═══ Quoted passage
Welcome back to our four-part blog series talking about how sponsorship impacts a child’s mental, spiritual, emotional, and physical development. This time, we’re looking at how sponsorship helps a child to develop spiritually in the Christian faith and understand their worth.  

Scripture tells us that poverty first entered our world as a result of Adam and Eve rebelling against their Creator. They set in motion events that would turn God’s good creation, one in which poverty could not exist, into one where it currently affects the majority of people in the world. (Gen. 3:16-19). 

The issues that prevent a child from thriving, such as undernutrition, illness and emotional and relational instability, are symptoms of poverty. This is what it looks like from the outside. That means that addressing just one of these areas of development, while temporarily helpful, won’t do what we as the Church are ultimately called to do: release God’s children from poverty in Jesus’ name. 

That’s why Tearfund and Compassion International help support children spiritually, as well as with education, health care and nutrition. Every child is taught from a Bible-based curriculum and loving members of their community also mentor the children as they grow. However, children do not have to be Christian to enrol or become a Christian to stay in the programme. Instead, our church partners focus on helping children understand their value. In the context of a caring local church, children have the opportunity to hear that they have been intricately designed by a God who loves them, has given them a purpose and offers the gift of salvation. This is a freedom that not even poverty can deny them.
══════
═══ Dataset content
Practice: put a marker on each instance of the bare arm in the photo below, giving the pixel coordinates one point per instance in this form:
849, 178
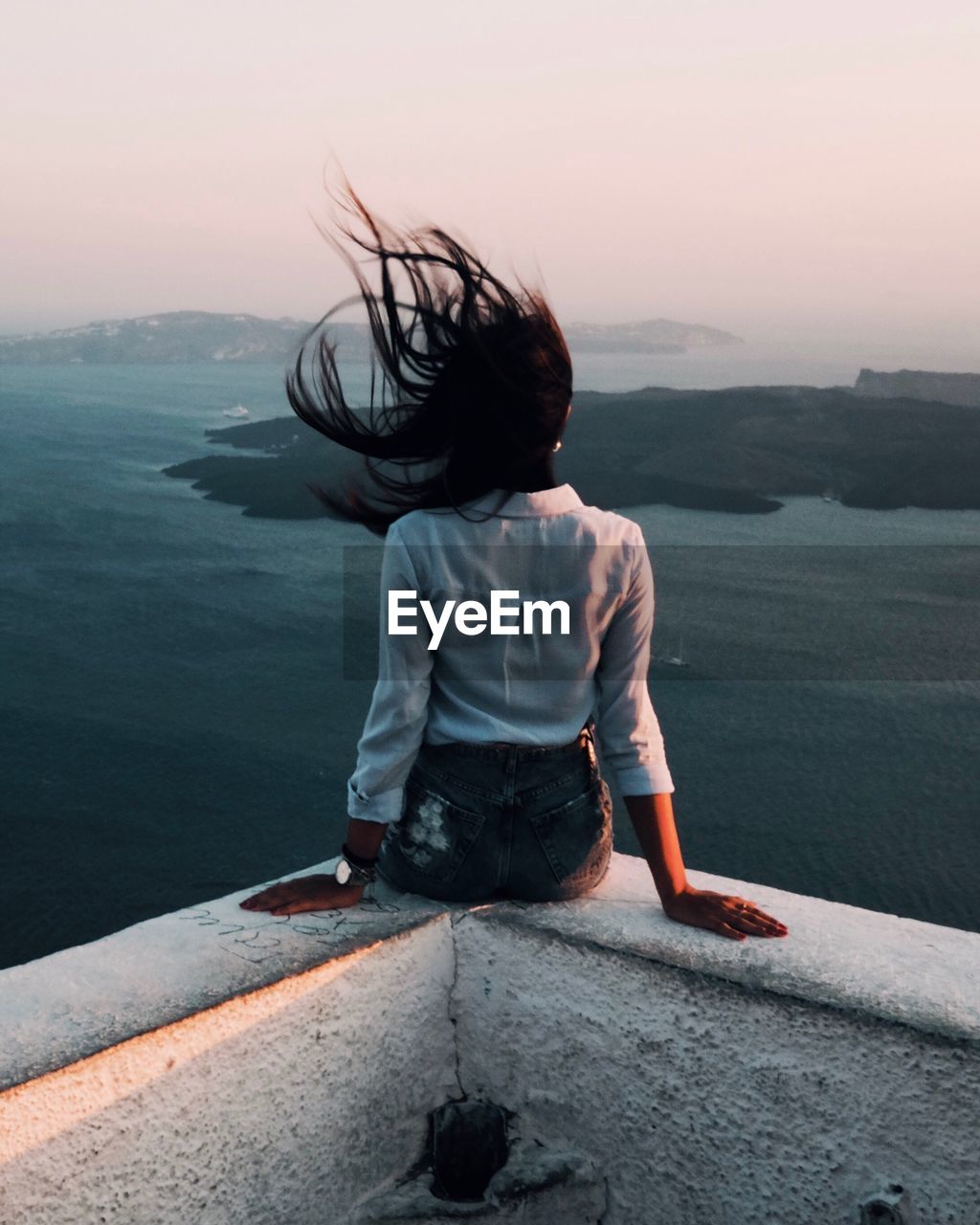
══════
**What the task requires**
In the blog post on child sponsorship, which two organizations support children spiritually as well as with education, health care and nutrition? The material above is unrelated to the blog post on child sponsorship.

**Your solution**
Tearfund and Compassion International.